## TASK INPUTS
□ □ □ □ □

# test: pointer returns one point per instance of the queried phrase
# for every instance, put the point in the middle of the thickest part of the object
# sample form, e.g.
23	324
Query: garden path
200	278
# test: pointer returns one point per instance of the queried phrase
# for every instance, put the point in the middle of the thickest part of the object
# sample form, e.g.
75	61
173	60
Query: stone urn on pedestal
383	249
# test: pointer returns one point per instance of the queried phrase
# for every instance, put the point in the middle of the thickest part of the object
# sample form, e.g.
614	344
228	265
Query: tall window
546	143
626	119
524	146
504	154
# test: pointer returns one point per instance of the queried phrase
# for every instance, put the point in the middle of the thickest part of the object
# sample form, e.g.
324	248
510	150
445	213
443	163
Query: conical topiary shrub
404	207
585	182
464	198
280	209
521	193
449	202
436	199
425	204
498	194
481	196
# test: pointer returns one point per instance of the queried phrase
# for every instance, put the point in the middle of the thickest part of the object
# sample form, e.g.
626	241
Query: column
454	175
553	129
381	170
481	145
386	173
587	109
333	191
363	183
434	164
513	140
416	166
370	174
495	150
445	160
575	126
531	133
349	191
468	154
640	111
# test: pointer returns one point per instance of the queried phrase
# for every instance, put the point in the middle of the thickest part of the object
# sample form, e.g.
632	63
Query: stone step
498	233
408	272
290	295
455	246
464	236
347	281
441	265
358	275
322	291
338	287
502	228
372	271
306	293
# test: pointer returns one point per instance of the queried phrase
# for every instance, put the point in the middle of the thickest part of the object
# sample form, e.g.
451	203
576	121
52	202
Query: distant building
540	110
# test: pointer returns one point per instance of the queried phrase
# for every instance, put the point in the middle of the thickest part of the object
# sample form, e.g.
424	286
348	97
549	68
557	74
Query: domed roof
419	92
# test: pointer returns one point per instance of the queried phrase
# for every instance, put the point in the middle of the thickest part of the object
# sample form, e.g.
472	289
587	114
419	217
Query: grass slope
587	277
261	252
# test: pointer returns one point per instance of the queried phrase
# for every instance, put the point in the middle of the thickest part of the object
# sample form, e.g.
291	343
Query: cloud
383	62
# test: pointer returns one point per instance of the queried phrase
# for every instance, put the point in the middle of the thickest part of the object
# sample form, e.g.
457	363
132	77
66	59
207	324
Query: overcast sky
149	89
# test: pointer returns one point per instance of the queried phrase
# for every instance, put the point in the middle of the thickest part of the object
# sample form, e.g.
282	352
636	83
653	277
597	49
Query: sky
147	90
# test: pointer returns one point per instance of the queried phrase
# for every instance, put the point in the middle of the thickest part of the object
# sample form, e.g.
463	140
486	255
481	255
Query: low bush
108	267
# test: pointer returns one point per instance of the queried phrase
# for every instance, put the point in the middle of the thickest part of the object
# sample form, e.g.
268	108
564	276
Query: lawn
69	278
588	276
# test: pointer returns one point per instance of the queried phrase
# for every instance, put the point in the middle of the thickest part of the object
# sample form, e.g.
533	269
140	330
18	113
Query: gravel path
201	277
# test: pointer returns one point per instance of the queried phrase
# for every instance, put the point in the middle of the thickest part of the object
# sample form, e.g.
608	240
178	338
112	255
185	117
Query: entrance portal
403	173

□ □ □ □ □

## CHALLENGE
Make an exact copy of the data above.

## RESULT OF THE TASK
# test: pointer returns one point per instance of the queried phrase
# for every instance, put the point in the middle of the thickest part of the object
# sample form, e.g.
23	324
Query: garden path
200	278
# test: pointer returns one point per instance of the queried phrase
# for every instance, put the point in the middle of the thickest part of the object
# sample form, e.g.
75	61
173	60
Query: stone urn on pedestal
383	249
# test: pointer returns one point per instance of the queried phrase
# for every instance, put the point in the middle of the thickest part of the object
# sample form, e.g.
614	344
228	265
Query: tall window
546	143
626	119
524	146
504	154
# test: pointer returns one point per instance of the queried phrase
# for every instance, put the point in the middle of the thickest part of the object
# sample form, e.g.
324	248
510	150
445	213
443	163
Query: conical topiary shrub
404	207
585	182
464	198
280	209
521	193
449	202
436	199
425	204
498	194
481	196
# test: pointer returns one point per instance of the queried phrase
# for every instance, put the point in the middle of the thickest part of the object
# sample form, e.g.
626	241
Query: column
454	175
553	129
381	170
481	145
386	173
587	109
333	191
363	183
434	164
513	140
416	166
370	174
495	150
445	160
575	126
531	133
349	191
468	154
640	111
# test: pointer returns one point per instance of the queried phrase
# for every instance, put the point in the middle of the thickest part of the object
# sample form, e.g.
632	63
Query: stone step
498	233
408	272
290	295
455	246
464	236
347	281
441	265
358	275
322	291
338	287
502	228
372	271
306	293
# test: pointer returns one point per instance of the queried phrase
# for every instance, put the point in the middle of the thickest part of the object
# sample form, e.g.
451	203
576	121
52	202
Query: distant building
540	110
# test: pointer returns one point per instance of the queried phrase
# for every instance, put the point in the middle of the thickest part of the object
# sample form, e.g.
424	286
348	97
549	68
557	74
Query: domed roof
419	92
# test: pointer returns one point per instance of the queried phrase
# for every instance, put the point in the middle of the thickest part of the object
# sample form, e.g.
472	289
587	114
419	217
Query: grass slope
587	277
261	252
# test: pointer returns one point per instance of the queried phrase
# for every instance, put the point in the middle of the thickest part of the object
# sample form, e.g.
291	343
Query: cloud
383	62
# test: pointer returns one point per instance of the queried phrase
# for every instance, put the point in the middle of the thickest part of the object
# sample form, e.g.
457	363
132	77
66	59
207	324
Query: overcast sky
149	89
# test: pointer returns one point per instance of the queried phrase
# for every instance, put the point in the middle of the thickest part of the object
# sample form, e.g.
282	352
636	83
653	277
597	49
Query: sky
147	90
# test: pointer returns one point per instance of the queried phrase
# for every instance, put the point in the middle of the thickest part of the object
# sample form, e.g.
463	140
486	255
481	255
Query: low bush
108	267
# test: pointer returns one point per instance of the queried phrase
# for every instance, put the point in the middle of the thickest part of the object
# sample form, e.g.
268	108
564	276
Query: lawn
69	278
588	276
# test: pointer returns one point per instance of the queried phrase
# for every instance, put the point in the middle of the thickest part of the object
# sample form, e.g.
533	269
140	330
18	113
Query: gravel path
201	277
# test: pointer returns one point per instance of the queried phrase
# for every instance, put the point in the middle of the thickest part of the object
# sample form, e.g.
608	240
178	338
112	255
185	117
Query: entrance portal
403	173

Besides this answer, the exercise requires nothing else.